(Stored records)
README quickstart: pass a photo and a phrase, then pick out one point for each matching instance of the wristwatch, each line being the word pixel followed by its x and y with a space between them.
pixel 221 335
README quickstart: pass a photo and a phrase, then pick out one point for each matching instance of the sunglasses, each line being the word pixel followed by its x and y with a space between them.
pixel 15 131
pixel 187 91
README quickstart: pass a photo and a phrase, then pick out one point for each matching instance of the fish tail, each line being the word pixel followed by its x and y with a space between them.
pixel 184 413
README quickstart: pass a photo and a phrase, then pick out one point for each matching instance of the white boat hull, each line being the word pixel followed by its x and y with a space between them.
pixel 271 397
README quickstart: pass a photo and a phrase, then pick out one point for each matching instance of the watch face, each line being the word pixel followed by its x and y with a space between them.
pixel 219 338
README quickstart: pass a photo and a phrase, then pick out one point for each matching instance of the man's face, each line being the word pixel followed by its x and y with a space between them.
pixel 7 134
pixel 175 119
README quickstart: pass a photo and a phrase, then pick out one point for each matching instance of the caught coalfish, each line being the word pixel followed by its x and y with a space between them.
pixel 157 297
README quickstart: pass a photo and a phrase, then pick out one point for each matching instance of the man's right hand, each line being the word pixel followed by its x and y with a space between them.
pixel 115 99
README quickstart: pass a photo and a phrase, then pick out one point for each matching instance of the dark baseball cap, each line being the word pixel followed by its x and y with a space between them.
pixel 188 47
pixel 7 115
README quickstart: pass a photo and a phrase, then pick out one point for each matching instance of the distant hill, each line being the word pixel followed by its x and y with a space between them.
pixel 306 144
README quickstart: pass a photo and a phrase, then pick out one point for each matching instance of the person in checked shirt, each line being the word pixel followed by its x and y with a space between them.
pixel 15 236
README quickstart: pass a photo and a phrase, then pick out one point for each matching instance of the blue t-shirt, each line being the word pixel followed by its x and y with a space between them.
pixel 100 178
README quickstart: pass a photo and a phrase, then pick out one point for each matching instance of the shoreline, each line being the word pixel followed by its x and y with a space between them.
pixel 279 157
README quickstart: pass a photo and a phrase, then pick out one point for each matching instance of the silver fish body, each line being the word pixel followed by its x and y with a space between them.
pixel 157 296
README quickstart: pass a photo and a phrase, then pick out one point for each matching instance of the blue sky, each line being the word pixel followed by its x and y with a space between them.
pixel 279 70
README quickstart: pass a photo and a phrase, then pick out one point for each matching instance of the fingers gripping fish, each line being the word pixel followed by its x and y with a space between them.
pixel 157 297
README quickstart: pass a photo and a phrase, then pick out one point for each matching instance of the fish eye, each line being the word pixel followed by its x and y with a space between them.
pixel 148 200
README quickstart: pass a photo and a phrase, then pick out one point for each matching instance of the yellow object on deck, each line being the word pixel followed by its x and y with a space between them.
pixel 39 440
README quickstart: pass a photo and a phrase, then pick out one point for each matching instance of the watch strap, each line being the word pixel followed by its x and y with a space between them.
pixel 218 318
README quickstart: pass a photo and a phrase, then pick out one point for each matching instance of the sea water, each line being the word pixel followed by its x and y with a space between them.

SET TASK: Rewrite all of the material above with "matching instance" replaced by "matching occurrence" wherever it occurs. Leave everything else unchanged.

FINISHED EXERCISE:
README quickstart: pass a photo and a phrase, then pick out one point for each matching occurrence of the wristwatch, each line being the word pixel followed by its x and y with a space between them.
pixel 221 335
README quickstart: pass a photo and a phrase, then pick out one point for each matching occurrence of the sunglasses, each line being the word pixel followed by its x and y with a space between them.
pixel 15 131
pixel 187 91
README quickstart: pass a photo and a phrase, then pick out one point for each matching occurrence of the fish tail, each line being the word pixel followed by its x and y with a space between them.
pixel 184 413
README quickstart: pass a photo and a phrase, then pick out one point for each matching occurrence of the white boat hull, each line being the word pixel followed by its x and y with a space between them.
pixel 271 397
README quickstart: pass a photo and a phrase, then pick out one point for each matching occurrence of the watch face, each line being the word pixel followed by its x and y with a space between them.
pixel 219 338
README quickstart: pass a photo and a phrase, then pick out one point for each matching occurrence of the man's face, each line being the word pixel followed by its x and y with a space between them.
pixel 7 134
pixel 175 119
README quickstart: pass a photo and a phrase, then pick out one point for each matching occurrence of the caught coalfish, each line being the word pixel followed by its x and y with a space between them.
pixel 157 297
README quickstart: pass a photo and a phrase, then pick out one point for each matching occurrence of the man's right hand, each line being the word pixel followed by its x and y with a space between them.
pixel 115 99
README quickstart: pass a photo and a phrase, then pick out one point for each matching occurrence of the dark baseball cap, each line being the word pixel followed by its x and y with a space between them.
pixel 188 47
pixel 7 115
README quickstart: pass a photo and a phrase, then pick out one point for each matching occurrence of the distant hill, each line being the word pixel followed by its x and y with a space between them.
pixel 306 144
README quickstart: pass a photo and a phrase, then pick out one point for each matching occurrence of the person in checked shirt, each line being the word pixel followed by its x and y with a space between them.
pixel 15 236
README quickstart: pass a photo and a phrase, then pick out one point for each matching occurrence of the blue t-shirt, each line being the word pixel followed by its x and y with a space between them.
pixel 100 178
README quickstart: pass a photo and a phrase, then pick out one point for each matching occurrence of the shoreline, each line being the word pixel followed by its x and y with a space between them.
pixel 279 157
README quickstart: pass a photo and a phrase, then pick out one point for each matching occurrence of the silver fish body, each line being the word pixel followed by its x and y with a space between them.
pixel 157 296
README quickstart: pass a photo and a phrase, then pick out one point for each matching occurrence of the blue sky, each line being the word pixel followed by its x and y with a space between them.
pixel 279 70
README quickstart: pass a photo and a phrase, then pick out one point for each matching occurrence of the fingers gripping fish, each line being the word pixel followed by its x and y with a space between them.
pixel 157 297
README quickstart: pass a photo and a phrase, then pick out one point for each matching occurrence of the fish eye, each line being the word pixel followed by its x and y with a space between them.
pixel 148 200
README quickstart: pass a photo and a phrase, then pick out one point for each matching occurrence of the yellow object on deck, each line being the word pixel followed by its x and y with a space between them.
pixel 39 440
README quickstart: pass a photo and a phrase, then pick out one point for each matching occurrence of the watch strap, each line being the word pixel followed by its x and y with a space between them.
pixel 218 318
README quickstart: pass a photo and a phrase, then pick out one point for each matching occurrence of the sea water, each line being the word pixel followed by its x and y with a space between them.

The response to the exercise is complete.